== Text provided
Cashier’s Check: This is a check where the bank is both the writer and the payer. The bank is required to pay in most situations. The bank's own money is behind the check, making it a very safe way to pay, often used by banks or by customers who need assured funds.
Relationship Between Bank and Customer
Types of Relationships:
Debtor-Creditor: When a customer puts money in, the bank owes that money to the customer. The bank must pay checks as agreed, up to the money available in the account.
Contractual Relationship: The rules for the bank account are written down in an agreement, which is a contract between the bank and the customer. This covers things like fees, overdrafts, and how to solve disagreements.
Agency Relationship: The bank sometimes acts for the customer, like when it collects payment on a check the customer deposited (the bank acts like the customer's helper in getting the money).
Forged and Altered Checks
Forged Drawer’s Signature: A check with a fake signature from the person who wrote it usually can't be charged to that person. The bank takes the loss if such a check is paid, because banks are supposed to know their customers' signatures.
Exceptions include customer's carelessness or not checking bank statements in time: If the customer's carelessness largely helped the forgery happen (e.g., leaving blank checks lying around), or if they don't quickly report a forgery after getting their bank statement, the customer might have to take the loss.
Forged Indorsements: If an endorsement (a signature on the back) is fake, the paper wasn't properly transferred, and the person who pays on that fake endorsement usually takes the loss.
====
== Given records
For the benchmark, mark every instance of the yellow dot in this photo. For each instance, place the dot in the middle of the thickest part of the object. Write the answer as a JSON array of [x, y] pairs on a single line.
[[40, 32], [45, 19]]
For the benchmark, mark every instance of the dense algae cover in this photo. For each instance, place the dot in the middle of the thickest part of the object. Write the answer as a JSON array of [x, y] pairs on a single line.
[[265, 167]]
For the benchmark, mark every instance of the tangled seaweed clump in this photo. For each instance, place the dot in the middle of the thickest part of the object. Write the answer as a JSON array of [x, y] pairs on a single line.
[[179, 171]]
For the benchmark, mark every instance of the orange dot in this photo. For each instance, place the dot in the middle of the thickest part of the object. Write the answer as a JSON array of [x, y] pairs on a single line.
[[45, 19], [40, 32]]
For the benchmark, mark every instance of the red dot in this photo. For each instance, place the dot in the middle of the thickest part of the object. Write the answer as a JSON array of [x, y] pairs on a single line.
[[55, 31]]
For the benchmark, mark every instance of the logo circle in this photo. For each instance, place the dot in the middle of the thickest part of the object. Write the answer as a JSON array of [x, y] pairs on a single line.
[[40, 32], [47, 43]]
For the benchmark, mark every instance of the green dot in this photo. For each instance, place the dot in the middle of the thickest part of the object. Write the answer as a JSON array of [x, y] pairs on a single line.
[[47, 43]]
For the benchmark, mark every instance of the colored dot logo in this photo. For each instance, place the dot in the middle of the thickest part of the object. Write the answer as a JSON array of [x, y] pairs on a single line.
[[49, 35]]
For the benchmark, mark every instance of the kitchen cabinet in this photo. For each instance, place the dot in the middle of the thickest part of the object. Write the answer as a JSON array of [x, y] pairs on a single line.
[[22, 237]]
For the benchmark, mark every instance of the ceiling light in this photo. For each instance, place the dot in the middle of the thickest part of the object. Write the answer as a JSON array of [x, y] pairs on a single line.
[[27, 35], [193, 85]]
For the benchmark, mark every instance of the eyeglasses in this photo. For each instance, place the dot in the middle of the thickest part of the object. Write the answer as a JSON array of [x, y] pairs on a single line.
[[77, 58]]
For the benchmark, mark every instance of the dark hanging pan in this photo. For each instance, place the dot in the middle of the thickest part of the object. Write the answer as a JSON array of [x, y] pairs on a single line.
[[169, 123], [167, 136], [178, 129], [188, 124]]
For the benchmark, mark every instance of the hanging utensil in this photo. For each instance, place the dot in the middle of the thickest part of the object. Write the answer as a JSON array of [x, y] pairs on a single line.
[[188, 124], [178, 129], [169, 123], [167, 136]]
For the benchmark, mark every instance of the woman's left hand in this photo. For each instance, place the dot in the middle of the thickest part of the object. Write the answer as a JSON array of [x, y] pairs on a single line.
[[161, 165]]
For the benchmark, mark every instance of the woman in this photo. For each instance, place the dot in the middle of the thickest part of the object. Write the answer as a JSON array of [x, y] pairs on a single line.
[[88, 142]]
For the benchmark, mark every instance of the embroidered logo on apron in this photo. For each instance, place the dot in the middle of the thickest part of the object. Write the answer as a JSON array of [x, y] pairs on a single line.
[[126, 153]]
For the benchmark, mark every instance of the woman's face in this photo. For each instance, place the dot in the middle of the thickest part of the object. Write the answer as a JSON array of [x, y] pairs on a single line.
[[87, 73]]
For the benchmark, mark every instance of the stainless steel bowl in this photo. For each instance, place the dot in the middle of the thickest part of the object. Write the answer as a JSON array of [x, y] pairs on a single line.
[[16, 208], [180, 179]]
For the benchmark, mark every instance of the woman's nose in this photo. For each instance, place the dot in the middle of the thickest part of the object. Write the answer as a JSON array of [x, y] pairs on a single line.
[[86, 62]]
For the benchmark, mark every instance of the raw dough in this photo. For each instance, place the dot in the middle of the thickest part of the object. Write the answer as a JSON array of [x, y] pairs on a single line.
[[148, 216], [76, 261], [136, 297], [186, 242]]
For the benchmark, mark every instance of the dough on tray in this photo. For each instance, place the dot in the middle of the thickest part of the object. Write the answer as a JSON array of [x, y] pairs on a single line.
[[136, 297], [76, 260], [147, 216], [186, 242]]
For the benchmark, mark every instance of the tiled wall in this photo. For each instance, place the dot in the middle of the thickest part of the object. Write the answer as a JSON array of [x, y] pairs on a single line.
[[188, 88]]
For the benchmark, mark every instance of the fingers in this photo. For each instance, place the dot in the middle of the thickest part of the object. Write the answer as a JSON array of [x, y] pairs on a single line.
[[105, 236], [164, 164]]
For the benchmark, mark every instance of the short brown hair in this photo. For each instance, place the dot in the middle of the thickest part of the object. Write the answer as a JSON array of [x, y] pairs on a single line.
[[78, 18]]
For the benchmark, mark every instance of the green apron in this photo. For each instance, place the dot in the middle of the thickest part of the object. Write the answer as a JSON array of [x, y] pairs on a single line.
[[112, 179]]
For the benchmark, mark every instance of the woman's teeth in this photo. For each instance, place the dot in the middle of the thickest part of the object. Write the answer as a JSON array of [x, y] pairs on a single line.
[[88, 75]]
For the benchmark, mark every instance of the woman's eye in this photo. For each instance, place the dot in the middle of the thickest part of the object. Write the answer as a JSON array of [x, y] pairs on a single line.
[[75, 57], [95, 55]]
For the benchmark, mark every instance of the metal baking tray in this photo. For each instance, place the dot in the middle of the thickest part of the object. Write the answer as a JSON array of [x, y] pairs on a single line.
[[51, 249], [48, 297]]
====
> **Brief**
Answer these questions using the banking text:
1. For a cashier's check, who is both the writer and the payer?
2. What three things does the account agreement between bank and customer cover?
3. When an endorsement is fake, who usually takes the loss?
The entries come from a separate source and have nothing to do with the banking text.

> **Response**
1. The bank.
2. Fees, overdrafts, and how to solve disagreements.
3. The person who pays on that fake endorsement.